──────── TEXT SHOWN ────────

Bay, the noble laurel
(Image by monicore from Pixaay)

Bay, laurel, laurier, sweet laurel. Bestowed on champions by the Greek Gods, bay is as puzzling to the palate as it is subtle.

Add one bay leaf. It’s in probably 80 to 90 percent of recipes from all over the world. That simple, seemingly ordinary, solitary leaf which you’re asked to add to your sauce, your soup, your stew, terrine, marinade, and more. Yet the leaves are prized by athletes, poets, warriors and witches. But more than anything, the humble bay is placed on a pedestal in the kitchens of all chefs worth their salt and pepper.

This column accompanies this recipe.

The bendy slim branches are bent and entwined to go around the necks of victors, and bay is thought to have the power to deter the devil himself, witches, and lightning. If you google bay leaf, up will pop as many websites about witches and witch lore as about bay and how to cook with it. Roman athletes would carry bay in a pocket, poets were festooned with them, it was supposed to guard you against the mighty thunder in the sky, and if you didn’t want a visit from a friend who’d annoyed you, you could sweep your front step after they’d left and then rub bay into the doorstep so they wouldn’t come back. That would do the trick, obviously.

Brittanica tells us that Daphne, in Greek mythology, personified the laurel tree “whose leaves, formed into garlands, were particularly associated with Apollo. Traditionally, the special position of the laurel was connected with Apollo’s love for Daphne, the beautiful daughter of a river god (probably Ladon) who lived a pastoral existence in either Thessaly, the Peloponnese, or Syria. She rejected every lover, including Apollo. When the god pursued her, Daphne prayed to the Earth or to her father to rescue her, whereupon she was transformed into a laurel. Apollo appropriated the laurel for poets and, in Rome, for triumphs. Daphne was also loved by Leucippus, who was killed because of Apollo’s jealousy”.

──────── RAW DATA ────────

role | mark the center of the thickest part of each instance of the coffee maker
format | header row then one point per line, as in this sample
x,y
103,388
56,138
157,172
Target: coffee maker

────────

PROBLEM DETAILS: State whether each statement below agrees with the text on bay laurel, answering yes or no and quoting the deciding words of the text: (a) Roman athletes carried bay in a pocket. (b) Daphne accepted Apollo as a lover. (c) Bay is said to appear in roughly half of recipes worldwide.

RIGHT ANSWER:
(a) Yes: "Roman athletes would carry bay in a pocket"
(b) No: "She rejected every lover, including Apollo."
(c) No: "It’s in probably 80 to 90 percent of recipes from all over the world."